#### [Task to carry out]
Reproduce all the lines below exactly and omit the images.

Pointing and labeling entries:

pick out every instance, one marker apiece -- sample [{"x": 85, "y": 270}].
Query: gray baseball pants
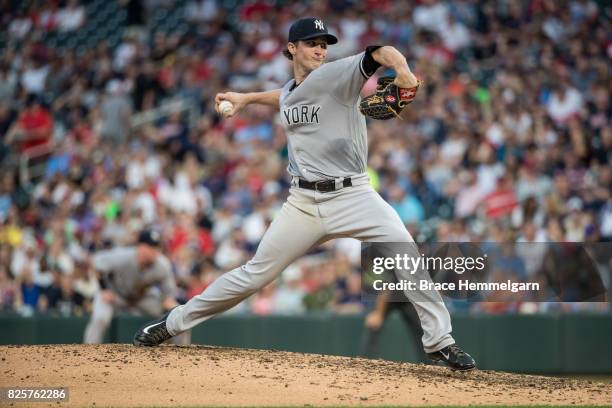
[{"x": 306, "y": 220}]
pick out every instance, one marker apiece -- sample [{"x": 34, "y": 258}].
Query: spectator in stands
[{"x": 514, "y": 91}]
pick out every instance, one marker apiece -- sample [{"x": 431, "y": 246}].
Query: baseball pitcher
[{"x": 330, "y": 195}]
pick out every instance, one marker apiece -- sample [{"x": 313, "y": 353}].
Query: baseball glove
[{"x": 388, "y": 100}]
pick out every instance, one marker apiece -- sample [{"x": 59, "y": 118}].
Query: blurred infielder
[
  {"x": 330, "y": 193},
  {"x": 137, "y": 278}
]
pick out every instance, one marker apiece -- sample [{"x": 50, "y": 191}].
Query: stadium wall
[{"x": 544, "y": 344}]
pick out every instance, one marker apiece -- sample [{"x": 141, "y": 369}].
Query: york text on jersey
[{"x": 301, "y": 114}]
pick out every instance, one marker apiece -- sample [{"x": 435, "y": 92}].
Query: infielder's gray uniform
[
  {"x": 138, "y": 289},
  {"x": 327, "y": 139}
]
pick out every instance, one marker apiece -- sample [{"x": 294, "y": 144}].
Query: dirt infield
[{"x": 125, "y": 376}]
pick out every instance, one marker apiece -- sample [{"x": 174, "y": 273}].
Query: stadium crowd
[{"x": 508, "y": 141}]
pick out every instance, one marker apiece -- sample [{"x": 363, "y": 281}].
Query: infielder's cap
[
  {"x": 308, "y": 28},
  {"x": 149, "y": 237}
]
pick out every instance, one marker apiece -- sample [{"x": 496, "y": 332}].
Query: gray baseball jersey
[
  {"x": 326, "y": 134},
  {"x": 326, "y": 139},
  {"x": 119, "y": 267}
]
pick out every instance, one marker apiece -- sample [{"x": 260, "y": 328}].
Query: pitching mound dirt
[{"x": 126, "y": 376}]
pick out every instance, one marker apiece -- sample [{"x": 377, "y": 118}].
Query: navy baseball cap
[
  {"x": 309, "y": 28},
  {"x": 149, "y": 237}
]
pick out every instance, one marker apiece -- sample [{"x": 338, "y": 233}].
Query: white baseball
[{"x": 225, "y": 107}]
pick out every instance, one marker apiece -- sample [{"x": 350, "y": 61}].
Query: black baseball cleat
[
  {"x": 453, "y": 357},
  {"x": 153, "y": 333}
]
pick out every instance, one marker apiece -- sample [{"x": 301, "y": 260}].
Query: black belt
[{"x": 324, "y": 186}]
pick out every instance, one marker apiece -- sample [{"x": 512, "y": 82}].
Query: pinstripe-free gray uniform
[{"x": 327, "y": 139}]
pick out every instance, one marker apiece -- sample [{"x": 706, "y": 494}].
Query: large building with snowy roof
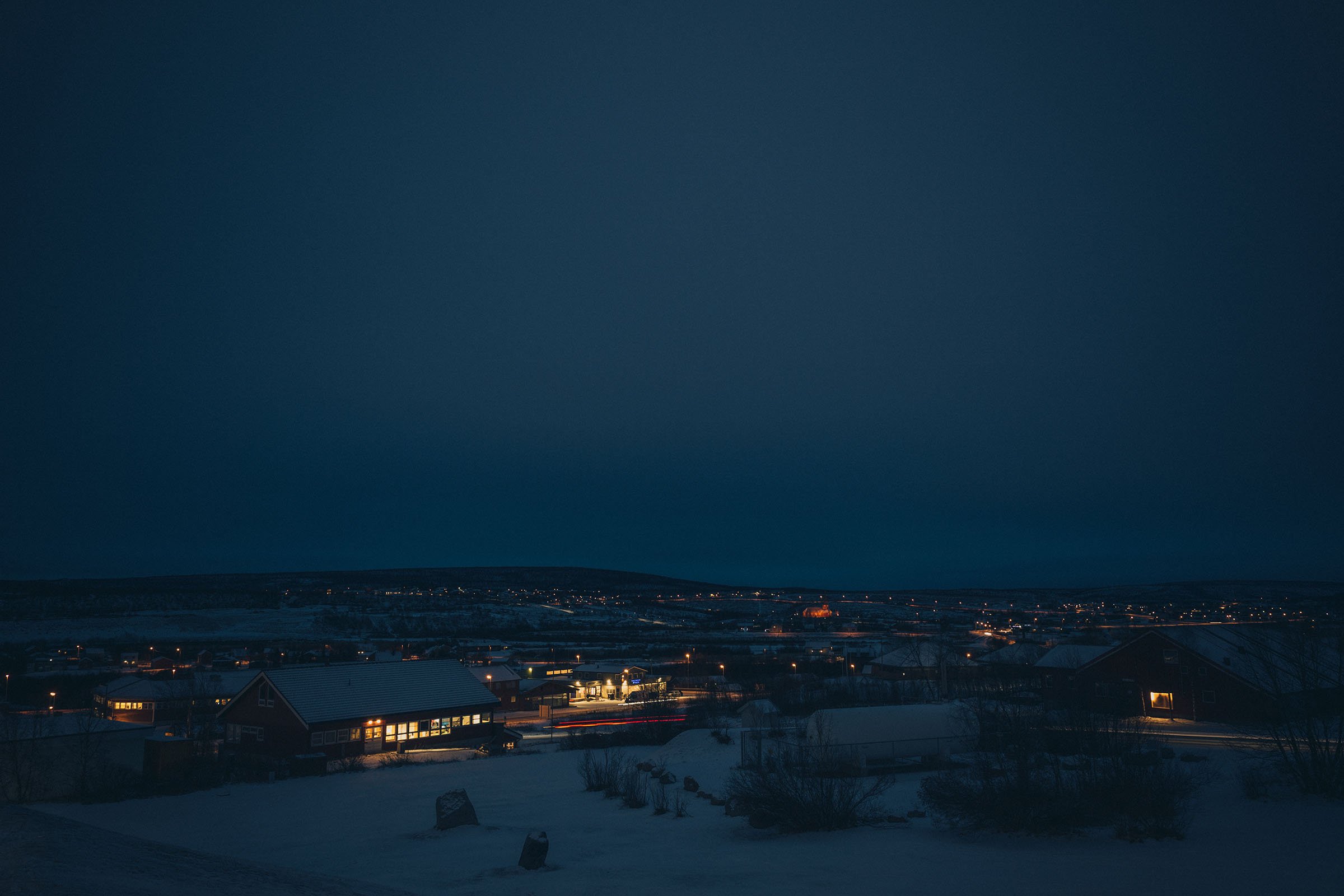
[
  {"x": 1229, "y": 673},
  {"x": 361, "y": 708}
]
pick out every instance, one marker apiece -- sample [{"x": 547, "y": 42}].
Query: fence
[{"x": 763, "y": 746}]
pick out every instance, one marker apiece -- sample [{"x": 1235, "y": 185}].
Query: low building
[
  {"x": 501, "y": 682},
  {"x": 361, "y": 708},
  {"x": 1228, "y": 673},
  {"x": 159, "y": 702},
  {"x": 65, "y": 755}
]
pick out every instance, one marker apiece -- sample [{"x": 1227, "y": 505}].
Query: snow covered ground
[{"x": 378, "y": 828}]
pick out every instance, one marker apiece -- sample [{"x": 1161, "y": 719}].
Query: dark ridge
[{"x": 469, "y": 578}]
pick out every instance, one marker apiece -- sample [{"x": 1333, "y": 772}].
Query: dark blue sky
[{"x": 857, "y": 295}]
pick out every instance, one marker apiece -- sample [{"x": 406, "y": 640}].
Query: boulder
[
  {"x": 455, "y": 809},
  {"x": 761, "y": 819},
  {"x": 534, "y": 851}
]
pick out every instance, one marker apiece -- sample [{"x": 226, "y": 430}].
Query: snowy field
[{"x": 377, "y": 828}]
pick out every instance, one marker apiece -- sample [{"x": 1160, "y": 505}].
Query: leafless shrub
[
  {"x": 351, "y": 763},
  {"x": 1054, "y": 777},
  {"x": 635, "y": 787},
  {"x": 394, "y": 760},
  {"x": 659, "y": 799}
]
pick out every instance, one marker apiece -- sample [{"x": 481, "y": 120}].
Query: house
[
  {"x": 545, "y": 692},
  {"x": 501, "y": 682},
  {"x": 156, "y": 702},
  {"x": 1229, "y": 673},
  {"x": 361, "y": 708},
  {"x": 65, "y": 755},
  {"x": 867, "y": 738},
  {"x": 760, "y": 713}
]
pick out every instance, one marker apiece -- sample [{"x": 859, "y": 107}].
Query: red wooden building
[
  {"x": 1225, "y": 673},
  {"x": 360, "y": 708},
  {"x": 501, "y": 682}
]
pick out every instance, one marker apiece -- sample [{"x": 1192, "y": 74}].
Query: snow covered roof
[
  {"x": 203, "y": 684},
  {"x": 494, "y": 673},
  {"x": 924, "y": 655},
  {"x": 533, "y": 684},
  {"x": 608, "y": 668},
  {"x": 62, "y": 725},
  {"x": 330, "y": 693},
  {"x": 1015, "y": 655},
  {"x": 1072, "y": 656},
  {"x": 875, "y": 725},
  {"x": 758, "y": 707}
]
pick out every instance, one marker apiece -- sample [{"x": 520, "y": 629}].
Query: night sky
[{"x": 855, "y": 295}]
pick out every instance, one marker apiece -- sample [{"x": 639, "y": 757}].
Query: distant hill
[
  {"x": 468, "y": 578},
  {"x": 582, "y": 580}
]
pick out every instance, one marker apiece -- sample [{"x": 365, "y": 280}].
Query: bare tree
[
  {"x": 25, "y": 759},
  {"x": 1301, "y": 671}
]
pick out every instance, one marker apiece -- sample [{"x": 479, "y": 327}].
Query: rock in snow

#### [The solution]
pick out every instance, one marker apiece -- sample [{"x": 85, "y": 270}].
Query: gray baseball pants
[{"x": 306, "y": 220}]
pick out every instance, one marker apiece -- sample [{"x": 34, "y": 258}].
Query: spectator in stands
[{"x": 514, "y": 91}]
pick out every instance, one marker apiece -- sample [{"x": 431, "y": 246}].
Query: baseball pitcher
[{"x": 330, "y": 195}]
pick out every instance, one marker apiece -- sample [{"x": 313, "y": 353}].
Query: baseball glove
[{"x": 388, "y": 100}]
pick out every instance, one marker apiece -- sample [{"x": 59, "y": 118}].
Query: blurred infielder
[
  {"x": 330, "y": 193},
  {"x": 137, "y": 278}
]
pick out every instance, one marker apiece -- sample [{"x": 50, "y": 191}].
Query: stadium wall
[{"x": 544, "y": 344}]
pick out every instance, one marker apiece -- sample [{"x": 141, "y": 369}].
Query: york text on jersey
[{"x": 301, "y": 114}]
pick out every instance, one marker apiece -- sample [{"x": 435, "y": 92}].
Query: infielder's gray uniform
[
  {"x": 138, "y": 289},
  {"x": 327, "y": 139}
]
pick out every instance, one marker apiece -- sample [{"x": 294, "y": 144}].
Query: dirt infield
[{"x": 125, "y": 376}]
pick out every instance, one marker apiece -- sample [{"x": 174, "y": 273}].
Query: stadium crowd
[{"x": 508, "y": 141}]
pick out every instance, one marker apiece -- sample [{"x": 363, "y": 281}].
Query: infielder's cap
[
  {"x": 308, "y": 28},
  {"x": 149, "y": 237}
]
pick out every instance, one marker apiece -- sample [{"x": 496, "y": 332}].
Query: gray baseball jersey
[
  {"x": 326, "y": 134},
  {"x": 326, "y": 139},
  {"x": 119, "y": 267}
]
pick out every instance, one marker apiece -- sample [{"x": 260, "y": 328}].
Query: pitching mound dirt
[{"x": 126, "y": 376}]
pick out every instance, one marker apiece -- sample [{"x": 377, "y": 118}].
Query: navy baseball cap
[
  {"x": 309, "y": 28},
  {"x": 149, "y": 237}
]
pick out every instance, one marker apiece -- sample [{"x": 338, "y": 233}].
Query: white baseball
[{"x": 225, "y": 107}]
pick out every instance, one marker apiece -- sample [{"x": 350, "y": 61}].
Query: black baseball cleat
[
  {"x": 453, "y": 357},
  {"x": 153, "y": 333}
]
pick out every instance, one marker apiece -- sample [{"x": 301, "y": 260}].
Query: black belt
[{"x": 324, "y": 186}]
pick out every instance, one marker apiece -- sample [{"x": 512, "y": 82}].
Query: pinstripe-free gray uniform
[{"x": 327, "y": 139}]
pick out every instance, one marker apiece -- sample [{"x": 706, "y": 494}].
Query: large building with snowy roof
[
  {"x": 1229, "y": 673},
  {"x": 361, "y": 708}
]
pick out every instance, one marker apiece -- sample [{"x": 547, "y": 42}].
Query: fence
[{"x": 763, "y": 746}]
pick out every instance, one marker apiece -- sample [{"x": 1235, "y": 185}].
Query: low building
[
  {"x": 501, "y": 682},
  {"x": 361, "y": 708},
  {"x": 1228, "y": 673},
  {"x": 159, "y": 702},
  {"x": 65, "y": 755}
]
pick out every instance, one marker apiece -- sample [{"x": 1227, "y": 505}].
Query: snow covered ground
[{"x": 378, "y": 828}]
pick out every instance, one marker apiece -- sample [{"x": 1161, "y": 719}].
Query: dark ridge
[{"x": 469, "y": 578}]
pick out every instance, one marker apiece -- sample [{"x": 1333, "y": 772}].
Query: dark blue sky
[{"x": 857, "y": 295}]
pick out every instance, one marker apiece -- sample [{"x": 406, "y": 640}].
Query: boulder
[
  {"x": 455, "y": 809},
  {"x": 761, "y": 819},
  {"x": 534, "y": 851}
]
pick out every instance, one marker apiece -- sample [{"x": 226, "y": 430}].
Query: snowy field
[{"x": 377, "y": 828}]
pick out every instance, one marker apiece -- sample [{"x": 1160, "y": 505}].
Query: leafless shrub
[
  {"x": 351, "y": 763},
  {"x": 1054, "y": 777},
  {"x": 635, "y": 787},
  {"x": 394, "y": 760},
  {"x": 659, "y": 799}
]
pick out every instance, one marker apiece -- sample [{"x": 481, "y": 120}].
Query: house
[
  {"x": 545, "y": 692},
  {"x": 501, "y": 682},
  {"x": 156, "y": 702},
  {"x": 1229, "y": 673},
  {"x": 361, "y": 708},
  {"x": 65, "y": 755},
  {"x": 867, "y": 738},
  {"x": 760, "y": 713}
]
pick out every instance, one marker apiece -- sample [{"x": 859, "y": 107}].
Query: red wooden building
[
  {"x": 1225, "y": 673},
  {"x": 360, "y": 708},
  {"x": 501, "y": 682}
]
pick out every instance, one marker apiece -- sample [{"x": 1192, "y": 74}].
Query: snow covered roof
[
  {"x": 203, "y": 684},
  {"x": 494, "y": 673},
  {"x": 924, "y": 655},
  {"x": 533, "y": 684},
  {"x": 608, "y": 668},
  {"x": 62, "y": 725},
  {"x": 330, "y": 693},
  {"x": 1015, "y": 655},
  {"x": 1072, "y": 656},
  {"x": 875, "y": 725},
  {"x": 758, "y": 707}
]
pick out every instance, one marker apiece -- sample [{"x": 520, "y": 629}].
Query: night sky
[{"x": 855, "y": 295}]
pick out every instance, one marker apiece -- sample [{"x": 639, "y": 757}].
Query: distant hill
[
  {"x": 468, "y": 578},
  {"x": 582, "y": 580}
]
pick out every instance, one marker apiece -- sample [{"x": 365, "y": 280}].
Query: bare tree
[
  {"x": 25, "y": 759},
  {"x": 1301, "y": 671}
]
pick out every instance, one marker apiece -- sample [{"x": 479, "y": 327}].
Query: rock in snow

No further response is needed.